**Stated task**
State how many lines of the data below contain the string "chainsaw", treating uppercase and lowercase as different. Give the number only.

**Records to use**
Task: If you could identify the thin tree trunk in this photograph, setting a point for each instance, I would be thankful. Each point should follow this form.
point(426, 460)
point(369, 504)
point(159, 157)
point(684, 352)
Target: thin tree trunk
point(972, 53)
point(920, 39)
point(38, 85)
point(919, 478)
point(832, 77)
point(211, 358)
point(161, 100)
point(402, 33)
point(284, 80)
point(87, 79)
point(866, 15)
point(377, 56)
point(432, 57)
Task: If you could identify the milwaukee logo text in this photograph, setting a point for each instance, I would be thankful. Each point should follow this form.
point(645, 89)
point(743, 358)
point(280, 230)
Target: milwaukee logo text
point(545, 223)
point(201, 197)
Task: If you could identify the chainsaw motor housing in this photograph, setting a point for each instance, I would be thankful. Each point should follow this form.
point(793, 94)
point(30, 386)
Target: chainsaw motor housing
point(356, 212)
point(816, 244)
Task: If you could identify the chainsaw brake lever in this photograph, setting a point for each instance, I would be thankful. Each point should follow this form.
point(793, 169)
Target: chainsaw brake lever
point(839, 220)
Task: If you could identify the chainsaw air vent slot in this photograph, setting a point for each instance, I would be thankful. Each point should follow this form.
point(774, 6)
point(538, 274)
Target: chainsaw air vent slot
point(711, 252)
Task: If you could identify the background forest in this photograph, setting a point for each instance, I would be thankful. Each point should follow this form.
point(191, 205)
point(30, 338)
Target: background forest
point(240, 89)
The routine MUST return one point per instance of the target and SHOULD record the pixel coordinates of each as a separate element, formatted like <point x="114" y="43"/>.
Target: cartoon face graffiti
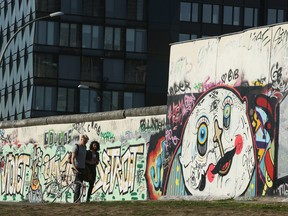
<point x="217" y="149"/>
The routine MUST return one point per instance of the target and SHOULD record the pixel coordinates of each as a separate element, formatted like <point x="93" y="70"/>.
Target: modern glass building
<point x="106" y="54"/>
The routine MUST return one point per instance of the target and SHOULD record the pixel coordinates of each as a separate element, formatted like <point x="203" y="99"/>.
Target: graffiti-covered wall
<point x="34" y="160"/>
<point x="227" y="115"/>
<point x="223" y="134"/>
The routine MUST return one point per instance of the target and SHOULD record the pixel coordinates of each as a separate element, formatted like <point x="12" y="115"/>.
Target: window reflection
<point x="250" y="17"/>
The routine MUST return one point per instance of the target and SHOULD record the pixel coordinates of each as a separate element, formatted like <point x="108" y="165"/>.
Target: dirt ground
<point x="255" y="207"/>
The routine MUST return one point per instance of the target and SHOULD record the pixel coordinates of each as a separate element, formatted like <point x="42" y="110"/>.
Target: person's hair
<point x="85" y="137"/>
<point x="97" y="144"/>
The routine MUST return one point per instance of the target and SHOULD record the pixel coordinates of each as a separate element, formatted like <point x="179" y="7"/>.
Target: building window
<point x="71" y="6"/>
<point x="136" y="40"/>
<point x="275" y="16"/>
<point x="184" y="37"/>
<point x="91" y="68"/>
<point x="185" y="11"/>
<point x="136" y="9"/>
<point x="210" y="14"/>
<point x="92" y="36"/>
<point x="69" y="70"/>
<point x="90" y="100"/>
<point x="250" y="17"/>
<point x="115" y="8"/>
<point x="48" y="5"/>
<point x="44" y="98"/>
<point x="113" y="70"/>
<point x="47" y="33"/>
<point x="93" y="7"/>
<point x="69" y="35"/>
<point x="45" y="65"/>
<point x="231" y="15"/>
<point x="113" y="38"/>
<point x="135" y="71"/>
<point x="189" y="12"/>
<point x="112" y="100"/>
<point x="133" y="100"/>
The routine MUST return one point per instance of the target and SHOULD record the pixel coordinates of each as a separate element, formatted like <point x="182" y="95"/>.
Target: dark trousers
<point x="92" y="169"/>
<point x="79" y="177"/>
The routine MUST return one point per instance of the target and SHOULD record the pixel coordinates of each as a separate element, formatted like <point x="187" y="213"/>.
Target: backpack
<point x="70" y="154"/>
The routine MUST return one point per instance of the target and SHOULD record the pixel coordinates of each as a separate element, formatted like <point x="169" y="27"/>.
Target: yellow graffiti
<point x="118" y="168"/>
<point x="13" y="176"/>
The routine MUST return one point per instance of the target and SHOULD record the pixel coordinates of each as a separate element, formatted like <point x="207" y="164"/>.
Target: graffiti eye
<point x="227" y="112"/>
<point x="202" y="137"/>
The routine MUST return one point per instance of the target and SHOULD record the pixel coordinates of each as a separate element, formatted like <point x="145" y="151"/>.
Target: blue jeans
<point x="79" y="177"/>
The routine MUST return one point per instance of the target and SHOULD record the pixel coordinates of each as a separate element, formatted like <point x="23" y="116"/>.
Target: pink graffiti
<point x="189" y="101"/>
<point x="169" y="137"/>
<point x="206" y="85"/>
<point x="175" y="116"/>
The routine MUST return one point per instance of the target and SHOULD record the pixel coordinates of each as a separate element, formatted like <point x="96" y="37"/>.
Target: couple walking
<point x="85" y="160"/>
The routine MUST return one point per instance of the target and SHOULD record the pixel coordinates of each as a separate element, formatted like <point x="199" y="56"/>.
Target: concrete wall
<point x="221" y="135"/>
<point x="227" y="115"/>
<point x="33" y="156"/>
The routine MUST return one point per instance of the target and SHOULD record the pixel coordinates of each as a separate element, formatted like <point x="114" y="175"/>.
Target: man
<point x="78" y="163"/>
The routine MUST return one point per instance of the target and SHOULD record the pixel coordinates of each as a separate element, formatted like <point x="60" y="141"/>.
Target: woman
<point x="92" y="159"/>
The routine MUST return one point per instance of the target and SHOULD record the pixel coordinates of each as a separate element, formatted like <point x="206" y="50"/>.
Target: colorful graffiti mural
<point x="34" y="160"/>
<point x="224" y="134"/>
<point x="228" y="144"/>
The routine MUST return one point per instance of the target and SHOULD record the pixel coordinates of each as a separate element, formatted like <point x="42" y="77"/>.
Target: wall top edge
<point x="76" y="118"/>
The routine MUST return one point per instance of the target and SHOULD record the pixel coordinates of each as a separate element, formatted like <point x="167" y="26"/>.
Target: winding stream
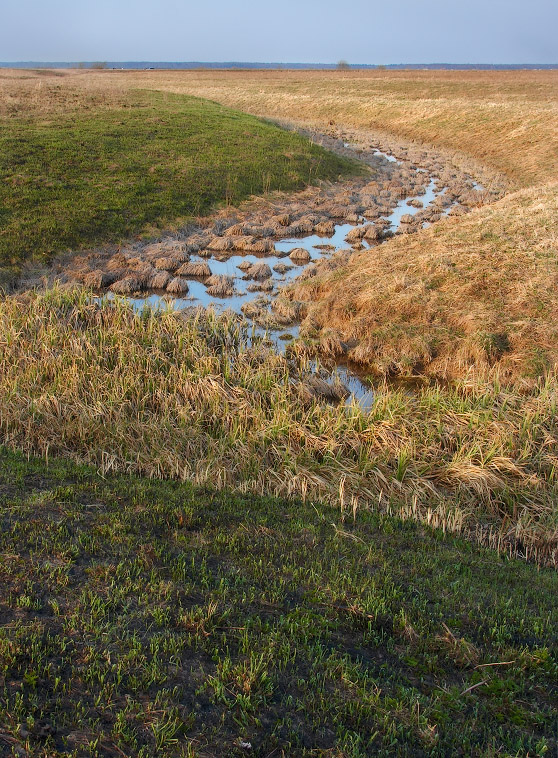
<point x="429" y="187"/>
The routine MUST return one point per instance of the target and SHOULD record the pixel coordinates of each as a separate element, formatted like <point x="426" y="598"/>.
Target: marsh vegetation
<point x="208" y="552"/>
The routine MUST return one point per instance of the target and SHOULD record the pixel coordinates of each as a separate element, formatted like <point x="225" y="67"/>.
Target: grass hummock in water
<point x="159" y="395"/>
<point x="81" y="175"/>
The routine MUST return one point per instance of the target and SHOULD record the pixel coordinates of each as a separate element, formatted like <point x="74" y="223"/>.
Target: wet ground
<point x="248" y="253"/>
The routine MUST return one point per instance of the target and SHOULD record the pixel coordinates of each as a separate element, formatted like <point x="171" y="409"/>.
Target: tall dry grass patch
<point x="469" y="292"/>
<point x="192" y="399"/>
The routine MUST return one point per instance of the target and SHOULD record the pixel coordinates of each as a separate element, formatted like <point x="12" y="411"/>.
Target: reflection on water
<point x="318" y="247"/>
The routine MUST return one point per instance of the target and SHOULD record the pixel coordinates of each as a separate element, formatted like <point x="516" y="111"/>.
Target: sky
<point x="296" y="31"/>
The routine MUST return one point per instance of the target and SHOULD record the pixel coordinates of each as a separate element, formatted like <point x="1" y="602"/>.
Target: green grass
<point x="83" y="178"/>
<point x="151" y="618"/>
<point x="156" y="394"/>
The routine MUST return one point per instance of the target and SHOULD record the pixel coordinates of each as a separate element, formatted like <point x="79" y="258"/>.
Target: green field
<point x="84" y="176"/>
<point x="151" y="618"/>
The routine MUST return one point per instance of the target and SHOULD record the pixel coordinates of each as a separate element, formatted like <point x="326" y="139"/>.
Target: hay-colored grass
<point x="192" y="399"/>
<point x="468" y="293"/>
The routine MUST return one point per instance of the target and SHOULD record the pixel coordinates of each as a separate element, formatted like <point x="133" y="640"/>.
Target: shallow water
<point x="360" y="391"/>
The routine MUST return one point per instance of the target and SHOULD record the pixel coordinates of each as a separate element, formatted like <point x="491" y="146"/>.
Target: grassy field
<point x="160" y="396"/>
<point x="156" y="619"/>
<point x="242" y="564"/>
<point x="470" y="295"/>
<point x="77" y="173"/>
<point x="506" y="119"/>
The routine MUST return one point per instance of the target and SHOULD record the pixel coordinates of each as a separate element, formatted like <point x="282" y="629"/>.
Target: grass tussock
<point x="467" y="294"/>
<point x="507" y="120"/>
<point x="156" y="395"/>
<point x="80" y="173"/>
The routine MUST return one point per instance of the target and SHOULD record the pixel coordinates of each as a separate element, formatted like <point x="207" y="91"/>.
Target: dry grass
<point x="192" y="400"/>
<point x="472" y="291"/>
<point x="506" y="119"/>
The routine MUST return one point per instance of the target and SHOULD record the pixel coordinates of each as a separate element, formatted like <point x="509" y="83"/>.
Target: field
<point x="154" y="619"/>
<point x="76" y="174"/>
<point x="201" y="557"/>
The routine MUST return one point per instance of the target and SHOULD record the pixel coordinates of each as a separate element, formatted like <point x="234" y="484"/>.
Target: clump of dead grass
<point x="469" y="293"/>
<point x="192" y="399"/>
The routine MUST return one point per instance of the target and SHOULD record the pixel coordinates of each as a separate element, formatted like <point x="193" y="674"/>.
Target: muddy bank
<point x="242" y="259"/>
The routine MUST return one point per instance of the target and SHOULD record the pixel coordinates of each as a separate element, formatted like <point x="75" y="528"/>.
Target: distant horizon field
<point x="224" y="65"/>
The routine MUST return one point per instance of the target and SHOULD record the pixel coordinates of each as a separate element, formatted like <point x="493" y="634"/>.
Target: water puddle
<point x="428" y="187"/>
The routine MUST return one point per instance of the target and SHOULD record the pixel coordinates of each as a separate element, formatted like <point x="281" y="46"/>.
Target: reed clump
<point x="193" y="399"/>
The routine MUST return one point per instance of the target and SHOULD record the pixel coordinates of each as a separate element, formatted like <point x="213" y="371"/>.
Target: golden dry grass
<point x="193" y="399"/>
<point x="469" y="292"/>
<point x="506" y="119"/>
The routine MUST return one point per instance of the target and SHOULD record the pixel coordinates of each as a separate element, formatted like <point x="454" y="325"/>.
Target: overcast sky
<point x="305" y="31"/>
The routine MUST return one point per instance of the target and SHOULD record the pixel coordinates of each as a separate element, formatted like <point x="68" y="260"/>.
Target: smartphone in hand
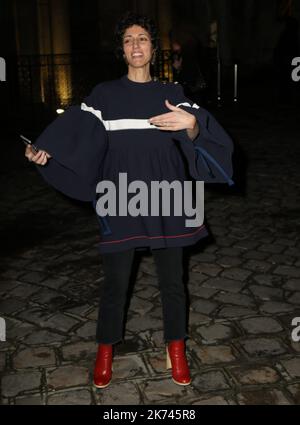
<point x="28" y="142"/>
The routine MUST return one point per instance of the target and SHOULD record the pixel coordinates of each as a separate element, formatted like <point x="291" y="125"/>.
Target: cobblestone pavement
<point x="243" y="284"/>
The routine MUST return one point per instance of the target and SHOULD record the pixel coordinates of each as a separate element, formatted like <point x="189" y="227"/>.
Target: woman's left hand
<point x="176" y="120"/>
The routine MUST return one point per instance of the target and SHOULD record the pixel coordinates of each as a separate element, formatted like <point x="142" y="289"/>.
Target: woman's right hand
<point x="39" y="158"/>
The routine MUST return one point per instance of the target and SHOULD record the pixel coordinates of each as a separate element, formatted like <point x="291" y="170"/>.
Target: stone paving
<point x="243" y="284"/>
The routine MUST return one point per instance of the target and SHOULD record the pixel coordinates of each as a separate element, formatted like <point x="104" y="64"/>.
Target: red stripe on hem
<point x="154" y="237"/>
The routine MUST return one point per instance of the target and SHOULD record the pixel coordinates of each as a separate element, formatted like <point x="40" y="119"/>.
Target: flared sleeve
<point x="210" y="154"/>
<point x="77" y="142"/>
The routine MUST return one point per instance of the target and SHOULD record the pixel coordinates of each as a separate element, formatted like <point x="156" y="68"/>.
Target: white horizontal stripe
<point x="123" y="124"/>
<point x="189" y="105"/>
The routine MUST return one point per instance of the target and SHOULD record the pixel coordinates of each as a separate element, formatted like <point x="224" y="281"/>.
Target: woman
<point x="132" y="126"/>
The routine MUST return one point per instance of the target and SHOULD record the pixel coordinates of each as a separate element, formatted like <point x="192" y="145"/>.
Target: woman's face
<point x="137" y="46"/>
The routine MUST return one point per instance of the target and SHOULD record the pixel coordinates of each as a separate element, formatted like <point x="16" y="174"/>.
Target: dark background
<point x="57" y="50"/>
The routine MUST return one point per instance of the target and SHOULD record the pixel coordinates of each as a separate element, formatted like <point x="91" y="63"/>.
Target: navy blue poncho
<point x="109" y="133"/>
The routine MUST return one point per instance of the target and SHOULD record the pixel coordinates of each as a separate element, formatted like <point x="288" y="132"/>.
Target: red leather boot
<point x="176" y="360"/>
<point x="103" y="366"/>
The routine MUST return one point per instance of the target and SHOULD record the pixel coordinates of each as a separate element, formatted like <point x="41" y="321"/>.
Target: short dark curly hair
<point x="127" y="21"/>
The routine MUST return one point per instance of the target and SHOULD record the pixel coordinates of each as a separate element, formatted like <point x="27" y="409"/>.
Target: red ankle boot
<point x="176" y="360"/>
<point x="103" y="366"/>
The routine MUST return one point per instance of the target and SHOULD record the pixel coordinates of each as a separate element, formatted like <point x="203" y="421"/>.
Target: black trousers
<point x="117" y="269"/>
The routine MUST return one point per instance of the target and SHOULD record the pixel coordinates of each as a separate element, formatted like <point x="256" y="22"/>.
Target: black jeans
<point x="117" y="269"/>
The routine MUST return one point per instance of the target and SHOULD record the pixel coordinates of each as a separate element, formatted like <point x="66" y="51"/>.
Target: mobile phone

**Task output**
6